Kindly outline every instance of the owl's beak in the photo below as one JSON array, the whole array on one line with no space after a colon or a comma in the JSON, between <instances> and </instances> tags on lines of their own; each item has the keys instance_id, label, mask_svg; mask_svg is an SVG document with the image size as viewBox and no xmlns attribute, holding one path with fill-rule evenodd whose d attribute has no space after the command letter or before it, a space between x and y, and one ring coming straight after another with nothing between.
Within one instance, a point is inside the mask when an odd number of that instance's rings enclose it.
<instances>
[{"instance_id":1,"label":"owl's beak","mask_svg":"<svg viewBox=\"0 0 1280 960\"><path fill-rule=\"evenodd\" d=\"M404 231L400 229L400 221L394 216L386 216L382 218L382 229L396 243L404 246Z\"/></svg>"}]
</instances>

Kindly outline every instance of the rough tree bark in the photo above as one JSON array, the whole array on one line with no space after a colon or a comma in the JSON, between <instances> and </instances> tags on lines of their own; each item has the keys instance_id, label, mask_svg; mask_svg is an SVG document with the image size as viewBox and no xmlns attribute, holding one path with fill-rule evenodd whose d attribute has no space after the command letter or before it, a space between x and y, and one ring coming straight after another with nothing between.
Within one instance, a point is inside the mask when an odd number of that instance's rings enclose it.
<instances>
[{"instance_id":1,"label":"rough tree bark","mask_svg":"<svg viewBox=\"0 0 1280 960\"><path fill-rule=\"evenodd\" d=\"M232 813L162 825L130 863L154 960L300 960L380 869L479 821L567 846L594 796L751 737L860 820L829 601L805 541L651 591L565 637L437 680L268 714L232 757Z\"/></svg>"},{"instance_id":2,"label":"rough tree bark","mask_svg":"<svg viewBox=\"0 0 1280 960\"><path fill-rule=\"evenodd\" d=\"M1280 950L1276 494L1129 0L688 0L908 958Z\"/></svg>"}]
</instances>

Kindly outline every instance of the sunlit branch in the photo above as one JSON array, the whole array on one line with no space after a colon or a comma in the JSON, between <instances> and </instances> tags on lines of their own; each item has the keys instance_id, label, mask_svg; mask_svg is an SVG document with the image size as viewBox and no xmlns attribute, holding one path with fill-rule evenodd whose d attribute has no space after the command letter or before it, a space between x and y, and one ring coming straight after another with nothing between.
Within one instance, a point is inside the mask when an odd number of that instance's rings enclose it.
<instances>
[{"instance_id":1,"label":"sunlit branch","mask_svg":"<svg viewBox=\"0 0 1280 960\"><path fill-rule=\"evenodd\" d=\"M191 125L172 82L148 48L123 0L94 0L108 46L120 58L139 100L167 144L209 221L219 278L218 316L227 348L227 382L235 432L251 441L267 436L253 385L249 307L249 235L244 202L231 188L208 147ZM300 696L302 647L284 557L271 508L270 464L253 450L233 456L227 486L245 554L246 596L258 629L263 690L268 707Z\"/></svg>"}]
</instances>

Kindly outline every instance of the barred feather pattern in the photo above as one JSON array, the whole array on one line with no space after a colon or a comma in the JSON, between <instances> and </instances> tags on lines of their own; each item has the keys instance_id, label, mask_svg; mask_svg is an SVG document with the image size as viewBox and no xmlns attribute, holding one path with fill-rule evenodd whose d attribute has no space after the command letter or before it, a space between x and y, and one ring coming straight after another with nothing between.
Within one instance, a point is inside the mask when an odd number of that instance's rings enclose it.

---*---

Transcribe all the entries exactly, as they stand.

**Answer below:**
Kindly outline every instance of the owl's beak in the photo below as one JSON array, the whole array on one line with no space after a colon or a comma in the JSON, between <instances> and </instances> tags on lines of their own; each item has the keys instance_id, label, mask_svg; mask_svg is an SVG document with the image size as viewBox and no xmlns attribute, holding one path with fill-rule evenodd whose d attribute has no space after the command letter or before it, a space between x and y, and one ring coming straight after another with nothing between.
Within one instance, a point is inside the mask when an odd number of that instance's rings enclose it.
<instances>
[{"instance_id":1,"label":"owl's beak","mask_svg":"<svg viewBox=\"0 0 1280 960\"><path fill-rule=\"evenodd\" d=\"M404 231L400 229L400 221L394 216L386 216L382 218L382 229L396 243L404 246Z\"/></svg>"}]
</instances>

Kindly outline every instance of the rough tree bark in the photo above as one JSON array, the whole array on one line with no space after a colon or a comma in the JSON, between <instances> and </instances> tags on lines of their own; each item has the keys instance_id, label, mask_svg; mask_svg is an SVG document with the image size as viewBox and no xmlns attribute, holding one path with fill-rule evenodd whose d attribute has no space after the command letter or before it, a space between x and y, and one ring coming straight after another with nothing between.
Within one instance, a point is inside the mask when an odd number of that instance's rings enclose it.
<instances>
[{"instance_id":1,"label":"rough tree bark","mask_svg":"<svg viewBox=\"0 0 1280 960\"><path fill-rule=\"evenodd\" d=\"M232 813L162 825L130 863L154 960L300 960L380 869L479 821L567 846L594 796L751 737L860 820L829 601L805 541L651 591L565 637L437 680L268 714L232 757Z\"/></svg>"},{"instance_id":2,"label":"rough tree bark","mask_svg":"<svg viewBox=\"0 0 1280 960\"><path fill-rule=\"evenodd\" d=\"M1280 950L1276 494L1129 0L688 0L908 958Z\"/></svg>"}]
</instances>

Kindly outline every instance of the sunlit branch in the photo above as one JSON array, the whole array on one line with no space after a colon or a comma in the JSON, between <instances> and </instances> tags on lines of their own; each item has the keys instance_id, label, mask_svg; mask_svg is an SVG document with the image size as viewBox and no xmlns attribute, holding one path with fill-rule evenodd whose d attribute has no space after the command letter or before it, a space between x and y, and one ring coming straight after another with nothing between.
Within one instance, a point is inside the mask when an odd number of that instance's rings enclose it.
<instances>
[{"instance_id":1,"label":"sunlit branch","mask_svg":"<svg viewBox=\"0 0 1280 960\"><path fill-rule=\"evenodd\" d=\"M191 125L172 82L148 48L123 0L94 0L108 46L120 58L139 100L167 144L209 221L219 278L218 316L227 348L227 382L235 432L251 441L267 436L253 385L249 307L249 235L244 202L231 188L208 147ZM300 696L302 647L284 557L271 508L270 464L253 450L233 456L227 486L245 554L246 596L258 629L263 690L268 707Z\"/></svg>"}]
</instances>

Kindly outline every instance of the barred feather pattern in the photo above as one JSON array, the whole array on one line with no space after a colon or a comma in the JSON, between <instances> and </instances> tags on lines of their own; each item has the keys instance_id, label, mask_svg; mask_svg is an SVG document with the image size as viewBox and no xmlns attribute, holding one path with fill-rule evenodd whose d attribute has no space after the command letter or before it, a space between x and y, and one ring coming straight after another with nothing between.
Within one instance, a point is inside the mask when an odd number of that instance's rings enclose it.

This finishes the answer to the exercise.